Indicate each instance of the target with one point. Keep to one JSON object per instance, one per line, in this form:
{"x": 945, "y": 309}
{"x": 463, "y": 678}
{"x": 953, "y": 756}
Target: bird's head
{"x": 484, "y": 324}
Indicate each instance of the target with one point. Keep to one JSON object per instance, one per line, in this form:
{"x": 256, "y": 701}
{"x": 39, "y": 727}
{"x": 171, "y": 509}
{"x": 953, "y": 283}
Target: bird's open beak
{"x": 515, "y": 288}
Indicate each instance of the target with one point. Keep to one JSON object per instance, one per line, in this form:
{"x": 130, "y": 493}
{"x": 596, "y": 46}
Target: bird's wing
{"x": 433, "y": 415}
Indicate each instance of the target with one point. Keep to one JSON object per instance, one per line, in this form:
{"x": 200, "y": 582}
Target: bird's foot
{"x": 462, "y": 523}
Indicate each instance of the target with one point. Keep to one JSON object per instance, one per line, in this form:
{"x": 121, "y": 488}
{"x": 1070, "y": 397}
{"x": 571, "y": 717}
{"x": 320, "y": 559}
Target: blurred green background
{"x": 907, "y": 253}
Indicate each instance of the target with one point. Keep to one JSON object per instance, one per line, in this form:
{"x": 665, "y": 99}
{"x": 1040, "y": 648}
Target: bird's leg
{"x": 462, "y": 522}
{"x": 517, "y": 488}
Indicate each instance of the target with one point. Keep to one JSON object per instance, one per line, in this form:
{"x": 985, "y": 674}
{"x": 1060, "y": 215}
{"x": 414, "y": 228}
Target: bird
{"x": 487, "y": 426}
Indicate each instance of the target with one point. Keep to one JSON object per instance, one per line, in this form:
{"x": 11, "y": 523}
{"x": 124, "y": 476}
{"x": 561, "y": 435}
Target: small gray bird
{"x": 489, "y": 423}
-=-=-=-=-
• Exercise requirements: An exact copy of every record is needed.

• Exercise solution:
Indicate each instance of the target with one point. Keep to one JSON object per instance, one per line, in this form:
{"x": 945, "y": 309}
{"x": 463, "y": 678}
{"x": 953, "y": 756}
Target: bird's head
{"x": 484, "y": 324}
Indicate each instance of the target with one point. Keep to one JSON object per instance, one per line, in this form:
{"x": 256, "y": 701}
{"x": 39, "y": 727}
{"x": 171, "y": 509}
{"x": 953, "y": 283}
Target: bird's open beak
{"x": 515, "y": 288}
Indicate each instance of the target with one point. Keep to one JSON object per instance, one per line, in this form:
{"x": 130, "y": 493}
{"x": 596, "y": 46}
Target: bird's wing
{"x": 433, "y": 415}
Indicate each instance of the target with one point. Keep to one JSON object per instance, one per line, in this form:
{"x": 200, "y": 582}
Target: bird's foot
{"x": 462, "y": 523}
Indicate each instance of the target with one point. Keep to one JSON object per instance, one per line, in this form:
{"x": 121, "y": 488}
{"x": 1070, "y": 397}
{"x": 571, "y": 717}
{"x": 320, "y": 559}
Target: blurred green background
{"x": 907, "y": 253}
Indicate each instance of the target with one point. Keep to one JSON object per instance, one per line, in this form:
{"x": 665, "y": 99}
{"x": 1040, "y": 648}
Target: bird's leg
{"x": 462, "y": 522}
{"x": 517, "y": 488}
Indicate each instance of the target with one point. Keep to one JSON object per instance, one per line, in this form:
{"x": 985, "y": 674}
{"x": 1060, "y": 215}
{"x": 414, "y": 228}
Target: bird
{"x": 487, "y": 426}
Indicate each instance of the target with one point. Keep to one JSON object per instance, one per line, in this form:
{"x": 11, "y": 523}
{"x": 124, "y": 476}
{"x": 561, "y": 435}
Target: small gray bird
{"x": 489, "y": 423}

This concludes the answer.